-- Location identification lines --

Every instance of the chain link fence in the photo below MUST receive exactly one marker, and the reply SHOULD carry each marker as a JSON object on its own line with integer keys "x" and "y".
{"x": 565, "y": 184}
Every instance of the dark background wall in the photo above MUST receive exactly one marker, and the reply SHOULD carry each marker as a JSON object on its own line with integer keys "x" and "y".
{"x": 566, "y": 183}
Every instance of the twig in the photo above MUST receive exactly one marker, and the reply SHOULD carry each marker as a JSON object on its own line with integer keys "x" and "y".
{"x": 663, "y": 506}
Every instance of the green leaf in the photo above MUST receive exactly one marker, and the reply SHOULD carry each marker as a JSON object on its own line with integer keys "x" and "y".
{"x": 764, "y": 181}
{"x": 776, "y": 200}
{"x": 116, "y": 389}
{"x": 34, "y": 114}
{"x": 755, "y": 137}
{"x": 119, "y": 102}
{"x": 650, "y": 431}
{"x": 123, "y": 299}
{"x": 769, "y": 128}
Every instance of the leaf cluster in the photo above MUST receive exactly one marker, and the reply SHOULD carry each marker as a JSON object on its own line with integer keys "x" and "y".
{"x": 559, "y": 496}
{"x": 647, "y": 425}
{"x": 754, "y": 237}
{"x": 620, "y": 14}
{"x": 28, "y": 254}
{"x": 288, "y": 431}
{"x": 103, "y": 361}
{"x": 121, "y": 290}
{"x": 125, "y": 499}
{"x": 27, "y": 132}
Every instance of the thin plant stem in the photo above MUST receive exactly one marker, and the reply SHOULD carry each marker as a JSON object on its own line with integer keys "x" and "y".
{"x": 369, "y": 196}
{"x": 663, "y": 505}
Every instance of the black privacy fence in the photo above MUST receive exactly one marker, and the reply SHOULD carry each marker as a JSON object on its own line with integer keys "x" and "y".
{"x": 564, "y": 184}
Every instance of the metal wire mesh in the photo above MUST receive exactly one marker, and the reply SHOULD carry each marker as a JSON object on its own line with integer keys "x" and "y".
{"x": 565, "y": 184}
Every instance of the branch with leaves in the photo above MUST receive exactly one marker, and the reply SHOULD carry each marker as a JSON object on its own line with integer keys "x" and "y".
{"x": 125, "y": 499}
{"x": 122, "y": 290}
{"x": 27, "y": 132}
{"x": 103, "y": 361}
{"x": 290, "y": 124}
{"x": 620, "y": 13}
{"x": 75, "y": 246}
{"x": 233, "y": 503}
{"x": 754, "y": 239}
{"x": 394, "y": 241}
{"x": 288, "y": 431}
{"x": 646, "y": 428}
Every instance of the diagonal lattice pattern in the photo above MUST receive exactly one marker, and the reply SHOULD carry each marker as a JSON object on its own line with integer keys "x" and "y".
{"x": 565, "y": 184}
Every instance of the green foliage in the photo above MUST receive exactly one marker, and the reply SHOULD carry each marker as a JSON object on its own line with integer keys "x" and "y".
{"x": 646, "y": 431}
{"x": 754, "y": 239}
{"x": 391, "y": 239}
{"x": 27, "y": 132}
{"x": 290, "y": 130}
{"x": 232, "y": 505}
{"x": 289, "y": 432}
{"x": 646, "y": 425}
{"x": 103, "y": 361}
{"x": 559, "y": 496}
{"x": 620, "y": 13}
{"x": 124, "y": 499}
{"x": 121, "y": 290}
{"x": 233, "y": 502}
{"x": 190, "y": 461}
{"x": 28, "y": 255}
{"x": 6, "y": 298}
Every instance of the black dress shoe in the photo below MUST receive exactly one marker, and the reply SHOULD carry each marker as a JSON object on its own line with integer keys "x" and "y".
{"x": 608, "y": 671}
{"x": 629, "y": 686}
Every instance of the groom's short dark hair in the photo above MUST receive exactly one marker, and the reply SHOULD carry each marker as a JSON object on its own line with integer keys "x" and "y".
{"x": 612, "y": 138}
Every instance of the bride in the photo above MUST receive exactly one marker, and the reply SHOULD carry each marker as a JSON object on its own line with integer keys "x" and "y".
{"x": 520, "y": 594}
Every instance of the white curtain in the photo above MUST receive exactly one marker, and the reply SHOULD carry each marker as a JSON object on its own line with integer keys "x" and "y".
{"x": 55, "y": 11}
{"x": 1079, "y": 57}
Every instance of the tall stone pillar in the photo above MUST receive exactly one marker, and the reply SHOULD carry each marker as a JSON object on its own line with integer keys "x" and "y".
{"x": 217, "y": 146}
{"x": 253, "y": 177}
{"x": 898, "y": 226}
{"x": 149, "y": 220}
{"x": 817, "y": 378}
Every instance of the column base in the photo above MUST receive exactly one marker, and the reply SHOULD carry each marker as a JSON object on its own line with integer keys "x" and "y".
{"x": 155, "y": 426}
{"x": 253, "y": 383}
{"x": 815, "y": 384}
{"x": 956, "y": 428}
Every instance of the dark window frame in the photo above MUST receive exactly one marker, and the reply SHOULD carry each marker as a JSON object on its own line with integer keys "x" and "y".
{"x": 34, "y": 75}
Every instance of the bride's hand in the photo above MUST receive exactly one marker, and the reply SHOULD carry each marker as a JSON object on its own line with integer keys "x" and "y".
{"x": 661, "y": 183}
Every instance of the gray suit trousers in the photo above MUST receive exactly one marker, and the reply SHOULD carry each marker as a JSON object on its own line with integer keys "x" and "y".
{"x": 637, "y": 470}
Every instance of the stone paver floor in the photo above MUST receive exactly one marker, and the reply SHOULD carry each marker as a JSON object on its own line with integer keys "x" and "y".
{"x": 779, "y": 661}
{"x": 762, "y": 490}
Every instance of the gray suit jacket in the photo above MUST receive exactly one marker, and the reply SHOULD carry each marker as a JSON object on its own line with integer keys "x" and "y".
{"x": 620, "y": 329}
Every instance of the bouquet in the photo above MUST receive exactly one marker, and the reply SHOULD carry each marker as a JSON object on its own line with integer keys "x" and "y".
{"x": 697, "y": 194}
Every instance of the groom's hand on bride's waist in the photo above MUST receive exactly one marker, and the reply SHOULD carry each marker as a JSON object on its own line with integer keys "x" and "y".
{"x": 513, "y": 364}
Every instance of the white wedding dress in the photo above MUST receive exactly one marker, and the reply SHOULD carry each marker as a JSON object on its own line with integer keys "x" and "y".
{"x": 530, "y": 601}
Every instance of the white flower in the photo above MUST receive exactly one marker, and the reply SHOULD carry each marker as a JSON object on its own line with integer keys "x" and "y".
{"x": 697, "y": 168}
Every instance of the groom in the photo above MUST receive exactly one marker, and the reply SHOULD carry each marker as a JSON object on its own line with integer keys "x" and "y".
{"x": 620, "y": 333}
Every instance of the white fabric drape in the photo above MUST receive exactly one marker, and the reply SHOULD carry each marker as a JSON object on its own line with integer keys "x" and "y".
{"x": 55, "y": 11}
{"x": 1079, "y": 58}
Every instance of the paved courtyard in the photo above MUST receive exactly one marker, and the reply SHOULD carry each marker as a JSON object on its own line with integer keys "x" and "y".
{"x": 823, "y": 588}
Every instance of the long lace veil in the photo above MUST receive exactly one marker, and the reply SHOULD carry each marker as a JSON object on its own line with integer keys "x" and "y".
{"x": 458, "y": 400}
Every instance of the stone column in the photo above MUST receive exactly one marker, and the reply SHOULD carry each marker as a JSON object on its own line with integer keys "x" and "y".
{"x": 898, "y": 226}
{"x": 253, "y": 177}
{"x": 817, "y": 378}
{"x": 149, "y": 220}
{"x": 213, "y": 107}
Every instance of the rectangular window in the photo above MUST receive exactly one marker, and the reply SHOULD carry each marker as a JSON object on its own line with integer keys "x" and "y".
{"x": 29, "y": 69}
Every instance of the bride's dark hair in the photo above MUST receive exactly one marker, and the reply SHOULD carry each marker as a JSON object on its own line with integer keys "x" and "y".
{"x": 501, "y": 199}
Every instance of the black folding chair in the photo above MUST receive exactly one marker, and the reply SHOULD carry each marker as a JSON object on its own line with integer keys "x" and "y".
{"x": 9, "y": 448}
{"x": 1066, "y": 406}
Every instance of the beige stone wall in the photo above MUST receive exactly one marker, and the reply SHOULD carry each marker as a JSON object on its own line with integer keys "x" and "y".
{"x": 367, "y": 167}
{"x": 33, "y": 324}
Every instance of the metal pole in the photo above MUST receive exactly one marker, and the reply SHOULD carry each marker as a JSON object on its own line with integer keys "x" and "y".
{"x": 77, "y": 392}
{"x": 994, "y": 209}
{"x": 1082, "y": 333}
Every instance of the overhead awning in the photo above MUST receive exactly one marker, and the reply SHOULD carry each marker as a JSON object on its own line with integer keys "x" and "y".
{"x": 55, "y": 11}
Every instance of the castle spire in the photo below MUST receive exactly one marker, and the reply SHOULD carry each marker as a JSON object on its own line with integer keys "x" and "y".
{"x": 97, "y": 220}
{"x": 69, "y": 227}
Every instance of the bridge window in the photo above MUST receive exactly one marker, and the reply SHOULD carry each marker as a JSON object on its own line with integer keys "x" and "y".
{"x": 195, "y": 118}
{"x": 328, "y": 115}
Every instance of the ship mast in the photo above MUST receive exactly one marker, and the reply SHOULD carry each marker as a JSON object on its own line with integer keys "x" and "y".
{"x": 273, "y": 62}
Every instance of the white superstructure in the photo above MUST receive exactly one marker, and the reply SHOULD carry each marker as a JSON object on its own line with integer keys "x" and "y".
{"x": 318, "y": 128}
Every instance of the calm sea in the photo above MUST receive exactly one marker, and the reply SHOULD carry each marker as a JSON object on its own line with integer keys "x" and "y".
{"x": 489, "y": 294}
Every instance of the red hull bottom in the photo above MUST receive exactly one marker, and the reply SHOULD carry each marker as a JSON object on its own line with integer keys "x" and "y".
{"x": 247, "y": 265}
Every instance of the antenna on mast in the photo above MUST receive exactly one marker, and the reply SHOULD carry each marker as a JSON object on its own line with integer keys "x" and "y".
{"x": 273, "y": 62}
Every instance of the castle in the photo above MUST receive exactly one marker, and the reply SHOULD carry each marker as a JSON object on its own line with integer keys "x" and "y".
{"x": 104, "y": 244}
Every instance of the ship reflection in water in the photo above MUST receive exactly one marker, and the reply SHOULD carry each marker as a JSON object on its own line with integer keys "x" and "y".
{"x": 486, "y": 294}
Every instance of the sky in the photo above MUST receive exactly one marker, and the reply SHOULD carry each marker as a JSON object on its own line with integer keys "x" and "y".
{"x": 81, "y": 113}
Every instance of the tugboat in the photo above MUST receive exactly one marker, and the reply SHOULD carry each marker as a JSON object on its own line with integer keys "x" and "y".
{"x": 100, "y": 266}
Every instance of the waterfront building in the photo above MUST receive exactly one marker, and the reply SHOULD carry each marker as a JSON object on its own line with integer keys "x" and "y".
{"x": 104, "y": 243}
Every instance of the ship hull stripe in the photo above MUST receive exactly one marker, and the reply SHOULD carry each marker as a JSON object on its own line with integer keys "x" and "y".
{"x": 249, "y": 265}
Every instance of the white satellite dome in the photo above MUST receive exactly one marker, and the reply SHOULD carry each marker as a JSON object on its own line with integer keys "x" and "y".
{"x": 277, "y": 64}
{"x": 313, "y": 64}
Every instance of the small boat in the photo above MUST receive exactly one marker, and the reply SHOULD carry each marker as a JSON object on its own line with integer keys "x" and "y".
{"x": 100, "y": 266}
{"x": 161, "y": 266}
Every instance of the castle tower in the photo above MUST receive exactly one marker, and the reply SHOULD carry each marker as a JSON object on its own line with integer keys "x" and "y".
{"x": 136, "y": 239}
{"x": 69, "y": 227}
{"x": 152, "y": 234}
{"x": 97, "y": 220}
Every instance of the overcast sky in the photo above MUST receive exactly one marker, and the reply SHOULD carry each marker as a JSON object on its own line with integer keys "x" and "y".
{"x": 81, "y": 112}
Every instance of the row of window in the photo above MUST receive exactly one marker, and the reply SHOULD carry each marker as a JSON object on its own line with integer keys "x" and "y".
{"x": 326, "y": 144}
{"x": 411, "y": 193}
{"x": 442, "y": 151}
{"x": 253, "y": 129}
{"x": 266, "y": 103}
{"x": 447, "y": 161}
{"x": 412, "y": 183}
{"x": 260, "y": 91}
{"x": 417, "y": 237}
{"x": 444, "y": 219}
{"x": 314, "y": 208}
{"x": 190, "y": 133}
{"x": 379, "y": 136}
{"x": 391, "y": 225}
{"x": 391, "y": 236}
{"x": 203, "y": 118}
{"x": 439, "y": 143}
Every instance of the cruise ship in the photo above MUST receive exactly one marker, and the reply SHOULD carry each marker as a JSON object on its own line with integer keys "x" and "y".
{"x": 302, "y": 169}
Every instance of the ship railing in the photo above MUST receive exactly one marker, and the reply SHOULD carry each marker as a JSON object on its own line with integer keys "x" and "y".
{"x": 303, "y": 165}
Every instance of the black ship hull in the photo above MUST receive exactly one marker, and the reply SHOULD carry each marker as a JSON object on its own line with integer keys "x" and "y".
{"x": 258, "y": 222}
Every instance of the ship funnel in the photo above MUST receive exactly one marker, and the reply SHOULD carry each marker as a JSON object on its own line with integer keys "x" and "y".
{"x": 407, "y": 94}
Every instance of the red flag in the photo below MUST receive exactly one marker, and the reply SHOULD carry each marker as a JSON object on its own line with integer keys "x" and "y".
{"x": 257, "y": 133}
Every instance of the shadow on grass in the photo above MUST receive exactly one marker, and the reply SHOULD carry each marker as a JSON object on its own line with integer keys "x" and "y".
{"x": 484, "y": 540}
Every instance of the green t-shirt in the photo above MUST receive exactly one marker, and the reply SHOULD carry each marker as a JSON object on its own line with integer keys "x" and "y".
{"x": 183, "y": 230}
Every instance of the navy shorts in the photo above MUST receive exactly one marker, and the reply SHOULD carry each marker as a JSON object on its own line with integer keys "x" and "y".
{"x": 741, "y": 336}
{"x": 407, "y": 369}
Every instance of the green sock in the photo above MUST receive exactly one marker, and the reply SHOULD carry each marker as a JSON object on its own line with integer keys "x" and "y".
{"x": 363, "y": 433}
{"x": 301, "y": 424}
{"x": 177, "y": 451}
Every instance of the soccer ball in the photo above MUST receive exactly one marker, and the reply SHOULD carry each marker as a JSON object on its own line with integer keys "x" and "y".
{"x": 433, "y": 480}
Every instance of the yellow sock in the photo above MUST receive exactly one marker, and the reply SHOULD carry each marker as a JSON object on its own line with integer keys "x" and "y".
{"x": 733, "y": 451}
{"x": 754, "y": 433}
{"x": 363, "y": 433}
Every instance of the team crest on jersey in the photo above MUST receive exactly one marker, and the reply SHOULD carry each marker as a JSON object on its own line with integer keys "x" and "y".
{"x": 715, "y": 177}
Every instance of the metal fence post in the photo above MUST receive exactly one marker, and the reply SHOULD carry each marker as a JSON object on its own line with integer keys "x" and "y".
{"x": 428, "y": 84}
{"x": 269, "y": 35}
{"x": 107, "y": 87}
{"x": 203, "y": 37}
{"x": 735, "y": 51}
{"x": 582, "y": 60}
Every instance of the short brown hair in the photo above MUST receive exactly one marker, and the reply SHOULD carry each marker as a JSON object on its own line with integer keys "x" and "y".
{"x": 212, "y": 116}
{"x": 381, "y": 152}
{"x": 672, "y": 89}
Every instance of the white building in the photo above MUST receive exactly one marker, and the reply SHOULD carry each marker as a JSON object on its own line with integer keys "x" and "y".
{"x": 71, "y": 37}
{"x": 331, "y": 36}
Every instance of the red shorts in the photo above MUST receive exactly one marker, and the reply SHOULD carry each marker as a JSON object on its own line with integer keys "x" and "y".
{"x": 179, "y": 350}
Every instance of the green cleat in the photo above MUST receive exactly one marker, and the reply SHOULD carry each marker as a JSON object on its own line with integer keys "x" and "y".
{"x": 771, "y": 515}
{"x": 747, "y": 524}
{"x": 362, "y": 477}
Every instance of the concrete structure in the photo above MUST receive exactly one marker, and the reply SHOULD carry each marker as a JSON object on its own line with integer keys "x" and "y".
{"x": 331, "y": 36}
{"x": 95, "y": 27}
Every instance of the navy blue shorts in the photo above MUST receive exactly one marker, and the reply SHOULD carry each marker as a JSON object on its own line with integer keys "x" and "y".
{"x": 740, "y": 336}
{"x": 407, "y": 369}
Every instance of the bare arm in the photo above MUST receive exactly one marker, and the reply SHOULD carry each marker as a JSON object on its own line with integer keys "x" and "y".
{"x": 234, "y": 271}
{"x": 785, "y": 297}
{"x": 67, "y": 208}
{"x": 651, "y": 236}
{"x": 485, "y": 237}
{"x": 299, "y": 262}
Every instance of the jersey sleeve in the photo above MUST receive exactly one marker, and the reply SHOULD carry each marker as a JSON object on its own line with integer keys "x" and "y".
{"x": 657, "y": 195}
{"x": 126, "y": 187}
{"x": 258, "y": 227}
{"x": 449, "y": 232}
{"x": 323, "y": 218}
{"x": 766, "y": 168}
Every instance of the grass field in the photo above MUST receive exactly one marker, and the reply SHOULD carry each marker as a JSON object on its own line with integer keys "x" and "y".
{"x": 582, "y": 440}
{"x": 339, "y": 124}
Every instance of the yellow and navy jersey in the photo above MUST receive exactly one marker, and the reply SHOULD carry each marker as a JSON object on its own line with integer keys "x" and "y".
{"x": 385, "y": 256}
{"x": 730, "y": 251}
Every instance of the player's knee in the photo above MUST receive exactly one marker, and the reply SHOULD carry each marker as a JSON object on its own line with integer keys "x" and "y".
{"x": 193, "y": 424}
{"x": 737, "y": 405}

-- Prompt --
Could you rewrite everything from the line containing "Every instance of the grass" down to the last of the lines above as a Markdown table with the columns No. and Text, giving each line its row number and leaving out blank lines?

-- Complete response --
| No. | Text |
|---|---|
| 1 | Every instance of the grass field in the photo above MUST receive exactly one marker, and the reply SHOULD carry each marker as a JSON object on its own line with integer keys "x" and "y". |
| 2 | {"x": 582, "y": 440} |
| 3 | {"x": 339, "y": 124} |
| 4 | Every instance of the yellow and navy jersey in the photo above MUST receive exactly one marker, and the reply SHOULD carry each marker as a JSON object on its own line with integer keys "x" and "y". |
| 5 | {"x": 385, "y": 256} |
| 6 | {"x": 730, "y": 251} |
| 7 | Every instance of the player's knee in the photo above MUST receive exactly one marker, and the reply SHOULD carry each marker as a JSON object on its own line with integer keys "x" and "y". |
| 8 | {"x": 193, "y": 424} |
| 9 | {"x": 737, "y": 405} |